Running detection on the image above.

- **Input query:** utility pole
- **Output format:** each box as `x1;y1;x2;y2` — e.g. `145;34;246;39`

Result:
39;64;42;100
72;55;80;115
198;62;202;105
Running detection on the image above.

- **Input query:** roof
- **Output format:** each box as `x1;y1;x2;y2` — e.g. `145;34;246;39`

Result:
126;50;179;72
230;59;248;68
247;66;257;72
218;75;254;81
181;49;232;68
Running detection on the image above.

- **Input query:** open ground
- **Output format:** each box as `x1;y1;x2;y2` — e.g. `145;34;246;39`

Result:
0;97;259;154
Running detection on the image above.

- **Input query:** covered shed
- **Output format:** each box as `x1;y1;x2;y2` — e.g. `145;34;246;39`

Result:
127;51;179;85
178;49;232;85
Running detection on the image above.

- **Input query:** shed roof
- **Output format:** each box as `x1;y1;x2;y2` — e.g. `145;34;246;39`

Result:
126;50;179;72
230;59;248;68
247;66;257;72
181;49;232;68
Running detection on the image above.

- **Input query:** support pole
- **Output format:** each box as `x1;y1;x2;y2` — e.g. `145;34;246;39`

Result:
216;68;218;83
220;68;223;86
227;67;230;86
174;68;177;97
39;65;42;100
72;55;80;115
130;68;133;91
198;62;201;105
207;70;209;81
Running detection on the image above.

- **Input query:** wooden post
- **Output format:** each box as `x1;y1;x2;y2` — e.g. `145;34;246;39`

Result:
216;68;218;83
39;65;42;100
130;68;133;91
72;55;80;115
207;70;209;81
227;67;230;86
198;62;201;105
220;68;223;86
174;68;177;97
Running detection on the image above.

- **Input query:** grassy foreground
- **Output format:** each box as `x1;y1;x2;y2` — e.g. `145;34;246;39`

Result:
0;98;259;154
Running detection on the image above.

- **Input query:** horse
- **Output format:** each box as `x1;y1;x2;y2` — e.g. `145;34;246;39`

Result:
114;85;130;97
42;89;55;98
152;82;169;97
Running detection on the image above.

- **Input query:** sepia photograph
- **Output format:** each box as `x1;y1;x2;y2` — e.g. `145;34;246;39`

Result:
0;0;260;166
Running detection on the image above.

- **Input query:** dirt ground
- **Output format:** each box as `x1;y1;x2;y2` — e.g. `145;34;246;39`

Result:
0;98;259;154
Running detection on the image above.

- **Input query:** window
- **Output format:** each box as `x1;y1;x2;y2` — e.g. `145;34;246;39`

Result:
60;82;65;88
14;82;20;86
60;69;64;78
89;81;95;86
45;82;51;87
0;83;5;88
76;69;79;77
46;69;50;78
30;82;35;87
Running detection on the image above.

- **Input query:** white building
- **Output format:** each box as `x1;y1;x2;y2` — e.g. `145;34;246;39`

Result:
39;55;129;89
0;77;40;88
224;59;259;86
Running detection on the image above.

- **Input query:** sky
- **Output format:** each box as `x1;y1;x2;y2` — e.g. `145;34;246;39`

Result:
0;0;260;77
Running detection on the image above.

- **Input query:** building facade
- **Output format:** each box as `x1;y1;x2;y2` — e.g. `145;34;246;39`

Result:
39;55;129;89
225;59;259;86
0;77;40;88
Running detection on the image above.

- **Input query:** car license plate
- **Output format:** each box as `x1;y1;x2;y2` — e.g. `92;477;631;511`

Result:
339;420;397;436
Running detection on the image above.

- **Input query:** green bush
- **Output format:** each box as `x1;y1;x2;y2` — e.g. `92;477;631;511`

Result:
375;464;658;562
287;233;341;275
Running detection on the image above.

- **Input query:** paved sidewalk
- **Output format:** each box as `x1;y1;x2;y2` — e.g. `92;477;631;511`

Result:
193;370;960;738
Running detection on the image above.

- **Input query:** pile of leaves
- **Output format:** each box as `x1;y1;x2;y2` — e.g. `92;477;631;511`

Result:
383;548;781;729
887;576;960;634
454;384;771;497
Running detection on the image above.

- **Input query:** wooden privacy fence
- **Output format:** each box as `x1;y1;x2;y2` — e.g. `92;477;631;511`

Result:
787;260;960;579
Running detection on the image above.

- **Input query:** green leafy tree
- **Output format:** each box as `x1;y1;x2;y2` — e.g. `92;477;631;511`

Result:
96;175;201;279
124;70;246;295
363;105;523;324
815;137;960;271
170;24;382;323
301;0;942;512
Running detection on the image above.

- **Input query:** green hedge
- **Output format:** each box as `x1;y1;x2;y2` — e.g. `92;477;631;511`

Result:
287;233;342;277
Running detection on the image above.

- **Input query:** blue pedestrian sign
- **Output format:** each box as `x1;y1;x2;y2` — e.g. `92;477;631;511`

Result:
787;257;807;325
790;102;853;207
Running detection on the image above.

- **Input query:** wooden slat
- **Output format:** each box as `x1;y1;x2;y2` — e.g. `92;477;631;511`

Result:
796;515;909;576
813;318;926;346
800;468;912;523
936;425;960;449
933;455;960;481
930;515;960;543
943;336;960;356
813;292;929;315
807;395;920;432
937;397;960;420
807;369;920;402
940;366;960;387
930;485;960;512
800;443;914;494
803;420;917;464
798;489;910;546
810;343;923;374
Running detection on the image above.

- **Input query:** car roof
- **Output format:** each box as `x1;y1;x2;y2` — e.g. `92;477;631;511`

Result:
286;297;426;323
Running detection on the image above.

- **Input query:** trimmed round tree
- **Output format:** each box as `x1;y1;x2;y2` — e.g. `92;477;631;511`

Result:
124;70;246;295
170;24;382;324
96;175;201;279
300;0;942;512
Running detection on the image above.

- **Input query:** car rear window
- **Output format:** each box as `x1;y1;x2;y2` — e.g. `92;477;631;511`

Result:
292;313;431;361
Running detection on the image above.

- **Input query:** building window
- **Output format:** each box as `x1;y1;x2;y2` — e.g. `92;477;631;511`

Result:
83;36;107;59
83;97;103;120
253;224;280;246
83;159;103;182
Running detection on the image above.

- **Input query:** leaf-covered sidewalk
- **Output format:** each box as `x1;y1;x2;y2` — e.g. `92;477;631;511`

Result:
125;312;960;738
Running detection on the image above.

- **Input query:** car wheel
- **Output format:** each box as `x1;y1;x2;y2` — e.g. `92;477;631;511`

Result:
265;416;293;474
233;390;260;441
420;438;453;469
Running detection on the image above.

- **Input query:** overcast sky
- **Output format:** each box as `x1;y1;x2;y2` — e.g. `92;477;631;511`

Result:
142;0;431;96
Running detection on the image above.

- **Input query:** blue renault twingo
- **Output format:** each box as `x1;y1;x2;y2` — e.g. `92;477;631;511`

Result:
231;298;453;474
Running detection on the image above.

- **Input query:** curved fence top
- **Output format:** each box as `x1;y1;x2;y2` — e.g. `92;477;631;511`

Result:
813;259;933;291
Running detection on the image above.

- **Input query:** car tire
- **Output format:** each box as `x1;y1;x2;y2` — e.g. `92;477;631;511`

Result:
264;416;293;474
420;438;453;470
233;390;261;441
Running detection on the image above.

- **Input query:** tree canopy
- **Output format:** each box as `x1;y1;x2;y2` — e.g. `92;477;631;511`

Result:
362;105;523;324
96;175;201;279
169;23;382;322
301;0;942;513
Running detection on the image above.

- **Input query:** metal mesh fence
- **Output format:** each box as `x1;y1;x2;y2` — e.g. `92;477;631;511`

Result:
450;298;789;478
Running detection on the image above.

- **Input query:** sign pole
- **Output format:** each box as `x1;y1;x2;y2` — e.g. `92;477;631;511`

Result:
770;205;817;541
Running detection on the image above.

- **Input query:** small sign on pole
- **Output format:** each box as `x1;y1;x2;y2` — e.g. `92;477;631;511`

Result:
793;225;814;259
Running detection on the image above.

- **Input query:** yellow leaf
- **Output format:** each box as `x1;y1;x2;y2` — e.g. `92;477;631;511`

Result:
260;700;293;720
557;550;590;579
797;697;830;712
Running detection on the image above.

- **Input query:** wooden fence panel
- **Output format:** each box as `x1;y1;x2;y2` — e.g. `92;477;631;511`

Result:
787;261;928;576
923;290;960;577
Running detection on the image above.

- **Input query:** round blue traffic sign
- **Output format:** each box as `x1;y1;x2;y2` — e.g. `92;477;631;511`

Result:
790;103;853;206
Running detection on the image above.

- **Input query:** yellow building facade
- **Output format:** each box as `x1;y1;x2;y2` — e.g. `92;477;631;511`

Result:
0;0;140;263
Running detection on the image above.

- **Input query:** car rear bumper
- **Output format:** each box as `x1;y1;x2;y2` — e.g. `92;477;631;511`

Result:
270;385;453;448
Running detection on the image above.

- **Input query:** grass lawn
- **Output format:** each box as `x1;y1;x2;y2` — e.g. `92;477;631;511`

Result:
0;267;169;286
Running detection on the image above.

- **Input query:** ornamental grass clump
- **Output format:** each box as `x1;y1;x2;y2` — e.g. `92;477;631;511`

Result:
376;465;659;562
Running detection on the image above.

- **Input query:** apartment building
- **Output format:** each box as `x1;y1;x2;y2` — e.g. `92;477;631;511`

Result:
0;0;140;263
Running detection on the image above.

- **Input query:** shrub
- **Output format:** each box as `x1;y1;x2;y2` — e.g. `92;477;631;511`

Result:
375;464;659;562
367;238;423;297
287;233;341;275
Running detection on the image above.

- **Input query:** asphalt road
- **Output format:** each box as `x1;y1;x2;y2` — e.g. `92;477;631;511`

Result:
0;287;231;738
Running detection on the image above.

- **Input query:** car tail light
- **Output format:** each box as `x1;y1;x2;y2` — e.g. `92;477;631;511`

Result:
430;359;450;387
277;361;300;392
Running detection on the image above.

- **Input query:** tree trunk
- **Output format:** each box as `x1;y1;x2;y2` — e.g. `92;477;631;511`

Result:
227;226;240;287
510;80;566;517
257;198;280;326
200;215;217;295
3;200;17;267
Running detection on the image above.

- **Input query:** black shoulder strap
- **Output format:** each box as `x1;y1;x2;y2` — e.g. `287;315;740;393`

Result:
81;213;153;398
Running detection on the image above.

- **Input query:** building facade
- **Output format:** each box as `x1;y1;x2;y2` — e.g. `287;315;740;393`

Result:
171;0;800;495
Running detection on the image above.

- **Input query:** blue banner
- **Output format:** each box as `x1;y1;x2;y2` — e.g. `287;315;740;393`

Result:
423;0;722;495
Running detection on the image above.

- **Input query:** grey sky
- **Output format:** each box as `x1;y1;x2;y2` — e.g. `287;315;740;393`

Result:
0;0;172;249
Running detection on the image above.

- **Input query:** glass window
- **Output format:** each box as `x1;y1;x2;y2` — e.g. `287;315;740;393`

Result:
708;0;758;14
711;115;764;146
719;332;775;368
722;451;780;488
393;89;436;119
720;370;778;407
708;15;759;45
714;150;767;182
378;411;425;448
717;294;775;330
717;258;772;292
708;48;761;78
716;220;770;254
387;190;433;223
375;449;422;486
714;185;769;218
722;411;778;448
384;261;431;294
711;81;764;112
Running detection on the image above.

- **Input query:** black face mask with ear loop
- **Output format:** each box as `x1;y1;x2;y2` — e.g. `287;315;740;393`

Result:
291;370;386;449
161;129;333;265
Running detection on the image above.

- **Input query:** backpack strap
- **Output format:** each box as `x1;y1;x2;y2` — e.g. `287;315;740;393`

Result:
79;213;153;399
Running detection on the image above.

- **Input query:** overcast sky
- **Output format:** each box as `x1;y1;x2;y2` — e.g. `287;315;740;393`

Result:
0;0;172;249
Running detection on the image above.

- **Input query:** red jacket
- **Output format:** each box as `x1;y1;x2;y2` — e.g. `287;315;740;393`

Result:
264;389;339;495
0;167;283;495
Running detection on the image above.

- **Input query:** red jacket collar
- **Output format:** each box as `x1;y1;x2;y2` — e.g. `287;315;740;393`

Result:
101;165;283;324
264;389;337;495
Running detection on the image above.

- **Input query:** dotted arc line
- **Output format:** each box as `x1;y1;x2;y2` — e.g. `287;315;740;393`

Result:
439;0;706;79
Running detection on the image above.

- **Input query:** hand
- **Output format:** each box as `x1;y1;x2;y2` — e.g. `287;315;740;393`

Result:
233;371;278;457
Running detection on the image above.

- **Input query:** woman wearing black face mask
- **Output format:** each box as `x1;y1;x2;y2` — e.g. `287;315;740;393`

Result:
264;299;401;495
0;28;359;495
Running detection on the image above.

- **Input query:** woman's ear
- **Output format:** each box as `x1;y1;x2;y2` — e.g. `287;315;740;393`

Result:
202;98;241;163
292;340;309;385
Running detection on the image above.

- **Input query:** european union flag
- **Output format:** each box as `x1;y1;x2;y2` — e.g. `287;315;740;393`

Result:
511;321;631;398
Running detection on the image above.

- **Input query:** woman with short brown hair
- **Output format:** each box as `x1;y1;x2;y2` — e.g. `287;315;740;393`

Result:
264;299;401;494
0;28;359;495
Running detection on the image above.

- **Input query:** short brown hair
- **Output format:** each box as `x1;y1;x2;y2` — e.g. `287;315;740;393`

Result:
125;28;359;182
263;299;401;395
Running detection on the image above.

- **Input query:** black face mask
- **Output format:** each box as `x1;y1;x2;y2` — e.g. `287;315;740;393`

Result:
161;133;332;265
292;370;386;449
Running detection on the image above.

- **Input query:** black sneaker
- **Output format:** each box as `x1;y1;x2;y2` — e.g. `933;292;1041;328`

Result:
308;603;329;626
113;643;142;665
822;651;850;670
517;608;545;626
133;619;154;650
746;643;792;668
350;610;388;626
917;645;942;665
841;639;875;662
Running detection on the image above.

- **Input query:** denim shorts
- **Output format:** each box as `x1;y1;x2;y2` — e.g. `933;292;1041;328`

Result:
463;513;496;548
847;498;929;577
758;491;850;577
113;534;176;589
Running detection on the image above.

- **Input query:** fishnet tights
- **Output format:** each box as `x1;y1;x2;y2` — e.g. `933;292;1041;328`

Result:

###

* [Exercise description] Starting at the first of the entries and stopping after the line that contains "198;62;202;105", write those lines out again with "utility pole" changed to "telephone pole" and nothing else altered.

* [Response to this exercise]
Running detection on the image above.

- **Input query:** telephone pole
- **Output format:** each box as `x1;y1;x2;y2` — e.g. `145;34;246;39`

Result:
39;64;42;100
72;55;80;115
198;62;202;105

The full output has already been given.